---------- Records supplied ----------

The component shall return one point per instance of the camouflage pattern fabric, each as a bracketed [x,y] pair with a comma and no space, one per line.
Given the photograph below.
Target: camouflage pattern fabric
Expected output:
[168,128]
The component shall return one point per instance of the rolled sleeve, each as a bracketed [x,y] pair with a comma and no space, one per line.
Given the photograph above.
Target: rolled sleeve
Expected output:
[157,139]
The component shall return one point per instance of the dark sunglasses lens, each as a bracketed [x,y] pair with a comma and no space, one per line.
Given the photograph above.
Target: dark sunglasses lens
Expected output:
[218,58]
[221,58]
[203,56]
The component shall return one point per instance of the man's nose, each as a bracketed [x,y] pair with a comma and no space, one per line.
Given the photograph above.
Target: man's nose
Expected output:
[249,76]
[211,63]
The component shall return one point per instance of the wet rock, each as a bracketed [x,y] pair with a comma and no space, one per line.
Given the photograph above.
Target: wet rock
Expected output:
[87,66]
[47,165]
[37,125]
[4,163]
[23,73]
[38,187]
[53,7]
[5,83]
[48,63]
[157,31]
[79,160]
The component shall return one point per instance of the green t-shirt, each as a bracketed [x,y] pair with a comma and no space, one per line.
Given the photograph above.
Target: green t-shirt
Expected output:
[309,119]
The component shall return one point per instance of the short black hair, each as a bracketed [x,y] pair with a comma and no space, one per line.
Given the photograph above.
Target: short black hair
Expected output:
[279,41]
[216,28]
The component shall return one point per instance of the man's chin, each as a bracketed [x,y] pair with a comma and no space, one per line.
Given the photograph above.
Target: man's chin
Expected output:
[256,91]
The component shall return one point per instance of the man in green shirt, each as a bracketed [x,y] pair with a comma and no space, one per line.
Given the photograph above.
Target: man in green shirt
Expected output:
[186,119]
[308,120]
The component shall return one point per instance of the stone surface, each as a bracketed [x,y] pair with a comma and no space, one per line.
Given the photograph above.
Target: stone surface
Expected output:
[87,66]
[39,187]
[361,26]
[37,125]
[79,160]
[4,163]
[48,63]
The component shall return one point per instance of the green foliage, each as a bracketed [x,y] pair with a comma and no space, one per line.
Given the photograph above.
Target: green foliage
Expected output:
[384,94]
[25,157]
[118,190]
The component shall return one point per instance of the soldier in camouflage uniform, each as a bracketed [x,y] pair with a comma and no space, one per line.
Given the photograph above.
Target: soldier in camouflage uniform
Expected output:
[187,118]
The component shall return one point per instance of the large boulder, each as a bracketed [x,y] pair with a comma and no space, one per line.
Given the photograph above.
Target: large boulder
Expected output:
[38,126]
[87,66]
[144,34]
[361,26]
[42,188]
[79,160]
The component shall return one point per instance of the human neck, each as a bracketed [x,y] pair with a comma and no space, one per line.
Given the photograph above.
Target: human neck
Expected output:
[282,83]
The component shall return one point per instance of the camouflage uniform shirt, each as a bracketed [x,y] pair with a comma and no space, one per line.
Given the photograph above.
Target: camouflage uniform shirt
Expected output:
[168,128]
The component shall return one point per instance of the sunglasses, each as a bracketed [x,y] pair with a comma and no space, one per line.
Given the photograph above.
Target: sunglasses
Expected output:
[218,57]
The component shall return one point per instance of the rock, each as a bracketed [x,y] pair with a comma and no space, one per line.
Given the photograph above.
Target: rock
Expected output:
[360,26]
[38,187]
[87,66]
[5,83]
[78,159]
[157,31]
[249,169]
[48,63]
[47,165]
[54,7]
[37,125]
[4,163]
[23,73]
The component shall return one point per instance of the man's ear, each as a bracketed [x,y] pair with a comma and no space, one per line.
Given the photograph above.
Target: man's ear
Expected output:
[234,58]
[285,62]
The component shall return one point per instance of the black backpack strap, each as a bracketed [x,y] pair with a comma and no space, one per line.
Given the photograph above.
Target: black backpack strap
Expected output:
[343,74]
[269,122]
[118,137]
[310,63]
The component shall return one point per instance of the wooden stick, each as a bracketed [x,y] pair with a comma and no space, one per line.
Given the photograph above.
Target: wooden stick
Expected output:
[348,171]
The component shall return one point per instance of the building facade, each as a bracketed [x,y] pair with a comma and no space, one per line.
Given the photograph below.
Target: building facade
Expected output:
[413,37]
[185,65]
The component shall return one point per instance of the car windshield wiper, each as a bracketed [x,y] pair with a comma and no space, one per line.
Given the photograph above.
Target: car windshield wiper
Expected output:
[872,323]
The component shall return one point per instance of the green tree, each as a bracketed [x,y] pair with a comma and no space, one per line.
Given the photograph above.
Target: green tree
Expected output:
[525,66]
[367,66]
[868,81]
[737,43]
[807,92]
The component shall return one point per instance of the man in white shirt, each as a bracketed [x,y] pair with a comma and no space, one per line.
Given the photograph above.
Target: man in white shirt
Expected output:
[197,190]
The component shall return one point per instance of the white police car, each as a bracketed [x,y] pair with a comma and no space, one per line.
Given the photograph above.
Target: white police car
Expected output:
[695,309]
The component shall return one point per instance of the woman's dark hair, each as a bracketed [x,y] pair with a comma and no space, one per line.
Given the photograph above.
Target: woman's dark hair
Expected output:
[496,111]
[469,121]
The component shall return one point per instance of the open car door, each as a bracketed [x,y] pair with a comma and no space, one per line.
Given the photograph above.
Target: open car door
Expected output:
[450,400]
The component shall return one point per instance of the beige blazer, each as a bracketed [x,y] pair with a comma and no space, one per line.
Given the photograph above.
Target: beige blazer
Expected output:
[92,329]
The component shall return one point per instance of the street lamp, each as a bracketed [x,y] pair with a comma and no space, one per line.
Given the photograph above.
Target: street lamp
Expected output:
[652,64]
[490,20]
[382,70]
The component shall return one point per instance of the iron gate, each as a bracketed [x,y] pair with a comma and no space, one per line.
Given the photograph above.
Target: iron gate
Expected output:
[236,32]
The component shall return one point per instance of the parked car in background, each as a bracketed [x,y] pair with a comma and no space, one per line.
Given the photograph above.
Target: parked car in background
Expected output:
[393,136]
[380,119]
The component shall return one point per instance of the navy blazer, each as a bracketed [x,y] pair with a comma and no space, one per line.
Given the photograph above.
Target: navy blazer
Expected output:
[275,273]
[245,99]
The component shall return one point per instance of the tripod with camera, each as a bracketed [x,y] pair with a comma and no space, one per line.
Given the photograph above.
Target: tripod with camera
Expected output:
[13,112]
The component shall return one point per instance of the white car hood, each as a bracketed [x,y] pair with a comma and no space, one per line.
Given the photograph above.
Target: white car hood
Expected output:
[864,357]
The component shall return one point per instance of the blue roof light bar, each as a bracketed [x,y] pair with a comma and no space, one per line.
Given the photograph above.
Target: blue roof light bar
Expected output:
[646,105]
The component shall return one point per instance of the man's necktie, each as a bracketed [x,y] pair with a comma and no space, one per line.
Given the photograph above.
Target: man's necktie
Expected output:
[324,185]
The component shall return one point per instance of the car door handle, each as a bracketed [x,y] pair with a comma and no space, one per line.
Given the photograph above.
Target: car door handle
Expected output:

----------

**To do**
Could you write out all of the material again, substituting "image" for every "photograph" and leaving everything else unchanged?

**Output**
The component shall return one point per instance of the camouflage pattern fabric, each as a bracketed [x,y] pair with a comma and no space, one per line.
Given the image below.
Target: camouflage pattern fabric
Expected output:
[168,128]
The component shall return one point per instance of the rolled sleeve, each as a bracketed [x,y] pair with a comma and no space, one per line.
Given the image above.
Target: rolled sleeve
Expected output:
[157,139]
The component shall return one point per instance of the dark sunglasses lens, each as a bracketed [x,y] pair with a comma and no space, one per line.
Given the image above.
Target: dark sunglasses lens
Expected output:
[218,58]
[221,58]
[203,56]
The component shall return one point per instance of the man's nose, each as a bracketed [x,y] pair with a comma and no space, one per line.
Given the image above.
Target: man's nose
Expected output:
[249,76]
[211,63]
The component shall return one point per instance of the wet rock, each as a bracketed [x,y] pair with a comma and no space, one per line.
Given the image above.
Target: wet rock
Expected output:
[87,66]
[47,165]
[37,125]
[4,163]
[23,73]
[38,187]
[53,7]
[5,83]
[48,63]
[157,31]
[79,160]
The component shall return one point per instance of the green t-shirt, each as a bracketed [x,y] pair with a comma and no space, one per line.
Given the image above.
Target: green t-shirt
Expected output:
[309,119]
The component shall return one point per instance of the short black hair, each as a bracketed [x,y] pair with a comma and no space, one per line.
Given the image above.
Target: short black hair
Expected output:
[279,41]
[216,28]
The component shall return one point per instance of the man's chin, each as a bracketed [x,y] pair with a comma and no space, one per line.
Given the image above.
Target: man's chin
Expected output:
[256,91]
The component shall return one point per instance of the man in green shirt, each as a bracketed [x,y] pair with a comma and no space, one per line.
Given the image above.
Target: man in green shirt
Expected output:
[186,119]
[308,120]
The component shall return one point per instance of the stone surface, each as a bracketed [x,y] pair with a comma and no space, one per line.
Given the image above.
Target: stone surface
Expected output:
[87,66]
[39,187]
[361,26]
[37,125]
[79,160]
[4,163]
[48,63]
The component shall return one point per instance of the green foliage, each as a bracketed [x,y] pair with a comma and no space, one per line.
Given the image above.
Target: green foliage
Expected output:
[384,94]
[25,157]
[118,190]
The component shall return one point per instance of the soldier in camouflage uniform, each as a bracketed [x,y] pair with a comma and no space, one per line.
Given the image above.
Target: soldier in camouflage uniform
Expected output:
[187,118]
The component shall return one point per instance of the large boulder, each as a bracketed [x,y] pair with a comma and no space, one per line.
Given the image above.
Target: large boulder
Expected output:
[38,126]
[87,66]
[144,34]
[361,26]
[42,188]
[79,160]
The component shall return one point per instance of the human neck, each as a bracketed [x,y] pair with a comma and no space, one per line.
Given the image above.
Target: human neck
Expected output:
[282,83]
The component shall return one point per instance of the camouflage uniform shirt, each as a bracketed [x,y] pair with a comma and no space, one per line.
Given the image above.
Target: camouflage uniform shirt
Expected output:
[168,128]
The component shall return one point per instance of the sunglasses, each as a bracketed [x,y] pair with a comma and no space, one per line.
Given the image above.
Target: sunglasses
Expected output:
[218,57]
The component shall return one point per instance of the rock, each as a bracketed [x,y] pair with a comma and no space, one per line.
Given the image above.
Target: rock
Expected output:
[360,26]
[38,187]
[87,66]
[5,83]
[78,159]
[157,31]
[249,169]
[48,63]
[47,165]
[54,7]
[37,125]
[4,163]
[23,73]
The component shall return one point per instance of the man's ear, each as a bracketed [x,y] pair with a comma and no space, one per line.
Given the image above.
Target: man's ear
Expected output:
[234,58]
[285,62]
The component shall return one point per instance of the black backpack strap, each as a bracketed [x,y] pair with a comma and no space, one per line.
Given the image above.
Target: black backpack strap
Expected output:
[343,74]
[269,122]
[118,137]
[310,63]
The component shall return one point per instance of the wooden stick, each as a bracketed [x,y] pair with a comma and no space, one per line.
Given the image above.
Target: wooden stick
Expected output:
[348,171]
The component shall return one point per instance of the building facade, each as a bracketed [x,y] pair with a comma and no space, one per line.
Given the image below.
Target: building facade
Expected output:
[413,37]
[185,65]
The component shall return one point per instance of the car windshield wiper, each as a bracketed [x,y] pair with a comma and no space, one per line.
Given the image above.
Target: car windshield wiper
Expected output:
[872,323]
The component shall return one point per instance of the green tree, each as a bracketed [x,y] pair with a comma and no space, one per line.
Given the image above.
Target: green tree
Expected output:
[525,66]
[367,66]
[868,81]
[737,43]
[807,92]
The component shall return one point per instance of the man in white shirt, each as a bracketed [x,y] pair with a comma and no space, one per line.
Given the image above.
Target: man in white shirt
Expected output:
[197,190]
The component shall return one point per instance of the white police car, each as a bracketed [x,y] pair with a comma and no space, one per line.
Given the image above.
Target: white police car
Expected output:
[695,309]
The component shall return one point per instance of the woman's dark hair, each as a bracketed [x,y] pair with a comma and no space, one per line.
Given the image above.
Target: woman's dark hair
Expected output:
[496,111]
[469,121]
The component shall return one point per instance of the open car door, each as a bracketed [x,y] pair with a comma and no space, one per line.
Given the image above.
Target: open car door
Expected output:
[450,400]
The component shall return one point per instance of the beige blazer, each as a bracketed [x,y] pair with a comma and no space, one per line.
Given the image above.
Target: beige blazer
Expected output:
[92,329]
The component shall return one point per instance of the street lamp, each as a bracketed [x,y] pair with a comma and no space, one per line.
Given the image above.
Target: street lamp
Expected output:
[652,64]
[490,20]
[382,70]
The component shall return one point per instance of the iron gate, each as a bracketed [x,y] pair with a comma and no space, one per line.
Given the image above.
Target: iron gate
Expected output:
[236,32]
The component shall return one point per instance of the parked car in background, each as a bracketed [x,y] pair with a comma and no space, one per line.
Given the image above.
Target: parked car in background
Expected output:
[393,136]
[380,119]
The component shall return one point per instance of the navy blazer, each as a bracketed [x,y] pair with a comma and no space, one per line.
Given the image above.
Target: navy blazer
Expected output:
[275,273]
[245,99]
The component shall return one point per instance of the tripod with camera, each as a bracketed [x,y] pair with a comma and no space, one per line.
Given the image above.
Target: tripod with camera
Expected output:
[13,112]
The component shall return one point per instance of the white car hood, each as a bracketed [x,y] pair with a comma and no space, one per line.
Given the image above.
Target: white car hood
Expected output:
[864,357]
The component shall return one point per instance of the blue roof light bar, each as a bracketed [x,y] pair with a comma and no space, one per line.
Given the image above.
Target: blue roof light bar
Expected output:
[646,105]
The component shall return one point per instance of the man's necktie, each as a bracketed [x,y] pair with a comma and no space, one per line.
Given the image above.
Target: man's necktie
Expected output:
[324,185]
The component shall return one point per instance of the car door handle, each as a bracketed [x,y] pair with a comma and no space, one per line.
Given the image above.
Target: car door handle
Expected output:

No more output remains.